WHAT THE TASK ASKS:
Lay out the entries below as a two-column CSV with the columns entry_text and answer, one row per entry, starting at the first entry and ending at the line containing "(1086, 701)". Put each entry's text and its answer in their own quoted fields, replacing line breaks with spaces.

DATA SUPPLIED:
|---|

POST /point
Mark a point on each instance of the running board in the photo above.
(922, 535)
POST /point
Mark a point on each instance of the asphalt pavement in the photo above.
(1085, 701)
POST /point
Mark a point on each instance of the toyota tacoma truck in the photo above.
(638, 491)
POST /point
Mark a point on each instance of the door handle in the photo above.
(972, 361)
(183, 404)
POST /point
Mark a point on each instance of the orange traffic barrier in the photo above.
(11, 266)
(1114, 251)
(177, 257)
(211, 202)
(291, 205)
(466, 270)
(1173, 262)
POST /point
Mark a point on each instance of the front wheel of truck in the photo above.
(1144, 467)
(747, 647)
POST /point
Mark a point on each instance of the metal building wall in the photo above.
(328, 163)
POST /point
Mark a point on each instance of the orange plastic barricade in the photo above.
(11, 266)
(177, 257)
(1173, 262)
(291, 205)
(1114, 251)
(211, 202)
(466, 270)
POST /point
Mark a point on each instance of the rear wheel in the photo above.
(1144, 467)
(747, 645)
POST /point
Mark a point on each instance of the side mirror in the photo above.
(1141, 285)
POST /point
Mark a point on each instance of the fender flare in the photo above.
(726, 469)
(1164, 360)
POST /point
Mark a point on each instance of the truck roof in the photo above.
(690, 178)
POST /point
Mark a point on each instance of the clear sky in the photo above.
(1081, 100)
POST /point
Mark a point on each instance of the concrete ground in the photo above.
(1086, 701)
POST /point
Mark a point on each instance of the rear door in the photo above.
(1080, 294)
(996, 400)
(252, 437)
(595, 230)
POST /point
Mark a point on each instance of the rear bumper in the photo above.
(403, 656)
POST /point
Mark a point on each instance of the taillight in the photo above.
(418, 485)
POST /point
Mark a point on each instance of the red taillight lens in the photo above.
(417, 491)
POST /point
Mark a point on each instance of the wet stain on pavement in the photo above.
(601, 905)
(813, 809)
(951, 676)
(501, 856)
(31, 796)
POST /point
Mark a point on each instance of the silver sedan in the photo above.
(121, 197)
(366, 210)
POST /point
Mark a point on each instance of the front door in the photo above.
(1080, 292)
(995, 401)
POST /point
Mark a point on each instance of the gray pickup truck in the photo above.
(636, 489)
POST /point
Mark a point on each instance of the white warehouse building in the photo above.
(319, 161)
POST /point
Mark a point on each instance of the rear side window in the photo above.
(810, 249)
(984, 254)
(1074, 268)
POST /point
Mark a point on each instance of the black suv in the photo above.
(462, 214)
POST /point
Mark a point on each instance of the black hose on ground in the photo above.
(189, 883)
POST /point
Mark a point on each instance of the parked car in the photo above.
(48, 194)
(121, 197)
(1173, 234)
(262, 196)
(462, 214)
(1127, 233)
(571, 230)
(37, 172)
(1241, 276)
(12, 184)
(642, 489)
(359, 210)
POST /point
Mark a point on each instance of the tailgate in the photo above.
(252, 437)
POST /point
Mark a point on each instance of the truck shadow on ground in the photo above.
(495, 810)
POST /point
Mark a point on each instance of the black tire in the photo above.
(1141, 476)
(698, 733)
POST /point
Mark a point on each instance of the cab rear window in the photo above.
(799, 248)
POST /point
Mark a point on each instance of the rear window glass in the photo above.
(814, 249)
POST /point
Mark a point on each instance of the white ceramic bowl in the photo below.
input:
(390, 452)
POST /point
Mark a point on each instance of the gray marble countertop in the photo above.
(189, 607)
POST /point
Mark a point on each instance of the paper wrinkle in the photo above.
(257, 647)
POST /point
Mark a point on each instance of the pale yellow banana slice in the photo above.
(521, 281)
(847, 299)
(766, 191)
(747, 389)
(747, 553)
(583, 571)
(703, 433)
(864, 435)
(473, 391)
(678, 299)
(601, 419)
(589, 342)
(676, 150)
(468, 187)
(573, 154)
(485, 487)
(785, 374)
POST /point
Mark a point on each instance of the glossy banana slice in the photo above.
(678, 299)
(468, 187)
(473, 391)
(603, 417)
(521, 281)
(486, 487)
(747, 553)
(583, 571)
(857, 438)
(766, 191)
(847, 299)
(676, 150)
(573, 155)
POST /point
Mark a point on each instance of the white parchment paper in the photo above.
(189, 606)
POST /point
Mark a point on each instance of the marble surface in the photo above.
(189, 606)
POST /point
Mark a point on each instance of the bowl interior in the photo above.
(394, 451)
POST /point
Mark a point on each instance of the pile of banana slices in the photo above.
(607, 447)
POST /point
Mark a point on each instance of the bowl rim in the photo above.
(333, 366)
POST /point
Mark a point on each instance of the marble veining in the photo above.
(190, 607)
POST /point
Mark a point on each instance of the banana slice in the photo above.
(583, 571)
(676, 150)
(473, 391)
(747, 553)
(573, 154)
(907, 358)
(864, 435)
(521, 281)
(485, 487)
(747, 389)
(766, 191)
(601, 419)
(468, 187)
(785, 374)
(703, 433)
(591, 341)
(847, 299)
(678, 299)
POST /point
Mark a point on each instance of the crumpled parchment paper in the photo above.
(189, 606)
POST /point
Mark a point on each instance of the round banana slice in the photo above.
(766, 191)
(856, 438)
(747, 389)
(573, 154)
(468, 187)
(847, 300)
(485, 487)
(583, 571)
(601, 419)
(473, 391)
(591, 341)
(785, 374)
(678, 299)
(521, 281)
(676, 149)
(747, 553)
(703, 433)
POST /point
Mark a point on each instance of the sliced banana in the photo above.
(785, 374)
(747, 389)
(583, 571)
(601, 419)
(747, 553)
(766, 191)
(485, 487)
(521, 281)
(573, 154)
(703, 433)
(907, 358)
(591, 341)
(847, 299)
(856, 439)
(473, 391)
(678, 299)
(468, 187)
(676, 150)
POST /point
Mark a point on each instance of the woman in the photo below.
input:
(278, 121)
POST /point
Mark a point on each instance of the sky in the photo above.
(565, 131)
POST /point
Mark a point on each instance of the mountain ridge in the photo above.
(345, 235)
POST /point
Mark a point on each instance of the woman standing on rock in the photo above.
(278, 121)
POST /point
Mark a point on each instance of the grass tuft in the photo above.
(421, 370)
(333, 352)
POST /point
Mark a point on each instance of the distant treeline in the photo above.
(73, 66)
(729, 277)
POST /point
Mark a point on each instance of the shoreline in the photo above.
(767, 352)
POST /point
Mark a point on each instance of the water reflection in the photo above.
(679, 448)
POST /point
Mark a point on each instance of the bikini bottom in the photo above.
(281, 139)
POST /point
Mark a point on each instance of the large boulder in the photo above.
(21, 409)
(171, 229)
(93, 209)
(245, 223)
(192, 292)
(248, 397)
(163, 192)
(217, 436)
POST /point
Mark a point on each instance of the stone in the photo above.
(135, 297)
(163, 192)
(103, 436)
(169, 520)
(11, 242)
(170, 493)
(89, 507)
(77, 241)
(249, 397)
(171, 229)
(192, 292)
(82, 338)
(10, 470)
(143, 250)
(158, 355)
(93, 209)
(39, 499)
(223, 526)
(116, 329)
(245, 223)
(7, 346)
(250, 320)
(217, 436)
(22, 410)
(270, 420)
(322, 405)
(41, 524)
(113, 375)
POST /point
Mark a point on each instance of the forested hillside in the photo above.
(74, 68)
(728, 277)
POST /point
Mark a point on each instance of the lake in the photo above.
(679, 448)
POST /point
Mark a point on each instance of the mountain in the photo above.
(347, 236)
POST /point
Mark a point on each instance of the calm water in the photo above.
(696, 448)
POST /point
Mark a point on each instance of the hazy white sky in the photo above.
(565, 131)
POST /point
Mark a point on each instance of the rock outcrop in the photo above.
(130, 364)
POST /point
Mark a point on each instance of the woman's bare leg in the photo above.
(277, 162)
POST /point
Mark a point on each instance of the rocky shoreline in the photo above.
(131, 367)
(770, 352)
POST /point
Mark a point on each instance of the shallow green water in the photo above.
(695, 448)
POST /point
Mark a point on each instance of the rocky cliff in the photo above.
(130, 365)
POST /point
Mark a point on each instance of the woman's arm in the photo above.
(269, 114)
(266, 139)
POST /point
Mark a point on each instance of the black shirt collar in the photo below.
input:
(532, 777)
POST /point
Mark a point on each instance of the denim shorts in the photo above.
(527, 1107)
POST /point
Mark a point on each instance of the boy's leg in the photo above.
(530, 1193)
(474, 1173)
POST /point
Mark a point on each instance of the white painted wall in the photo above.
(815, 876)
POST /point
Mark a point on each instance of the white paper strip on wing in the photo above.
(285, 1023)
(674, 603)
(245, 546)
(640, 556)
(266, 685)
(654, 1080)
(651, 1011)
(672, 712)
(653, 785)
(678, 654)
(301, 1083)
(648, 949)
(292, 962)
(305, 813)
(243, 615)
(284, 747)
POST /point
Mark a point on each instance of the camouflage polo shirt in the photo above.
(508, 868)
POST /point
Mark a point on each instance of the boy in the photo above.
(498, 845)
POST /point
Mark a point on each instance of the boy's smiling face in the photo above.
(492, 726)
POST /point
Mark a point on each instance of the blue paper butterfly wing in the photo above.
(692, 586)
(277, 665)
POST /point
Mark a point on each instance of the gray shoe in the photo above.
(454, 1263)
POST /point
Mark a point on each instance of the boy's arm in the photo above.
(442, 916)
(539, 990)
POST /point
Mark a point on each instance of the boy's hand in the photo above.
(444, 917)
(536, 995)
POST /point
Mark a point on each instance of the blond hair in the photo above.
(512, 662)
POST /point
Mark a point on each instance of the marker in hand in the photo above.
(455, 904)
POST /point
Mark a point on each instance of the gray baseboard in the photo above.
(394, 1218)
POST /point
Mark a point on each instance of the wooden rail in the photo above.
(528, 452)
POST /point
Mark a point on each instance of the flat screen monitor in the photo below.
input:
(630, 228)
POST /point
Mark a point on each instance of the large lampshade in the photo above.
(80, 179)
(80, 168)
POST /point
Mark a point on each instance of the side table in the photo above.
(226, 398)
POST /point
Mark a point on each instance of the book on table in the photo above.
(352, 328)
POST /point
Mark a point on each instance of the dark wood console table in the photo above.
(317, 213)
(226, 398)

|---|

RESPONSE:
entry_text,answer
"POST /point Mark a point on each instance of the running board in the photo above.","(922, 535)"
"POST /point Mark a point on each instance of the asphalt pavement in the photo above.","(1085, 701)"
"POST /point Mark a point on each instance of the toyota tacoma truck in the photo above.","(638, 491)"
"POST /point Mark a point on each instance of the door handle in the photo above.","(972, 361) (183, 404)"
"POST /point Mark a point on each instance of the orange traffic barrier in the photo above.","(11, 266) (1114, 251) (177, 257) (211, 202) (291, 205) (466, 270) (1173, 262)"
"POST /point Mark a point on each instance of the front wheel of truck in the photo above.","(1144, 467) (747, 647)"
"POST /point Mark a point on each instance of the metal building wall in the photo above.","(328, 163)"
"POST /point Mark a point on each instance of the orange plastic barricade in the photo above.","(11, 266) (177, 257) (1173, 262) (291, 205) (1114, 251) (211, 202) (466, 270)"
"POST /point Mark a point on each instance of the rear wheel in the photo above.","(1144, 467) (747, 645)"
"POST /point Mark a point on each instance of the side mirror in the photo above.","(1141, 285)"
"POST /point Mark a point on each instance of the fender flare in the photo above.","(726, 469) (1164, 360)"
"POST /point Mark a point on each instance of the truck roof in the photo above.","(690, 178)"
"POST /point Mark a point on each instance of the clear sky in the photo above.","(1081, 100)"
"POST /point Mark a point on each instance of the concrete ground in the photo above.","(1086, 701)"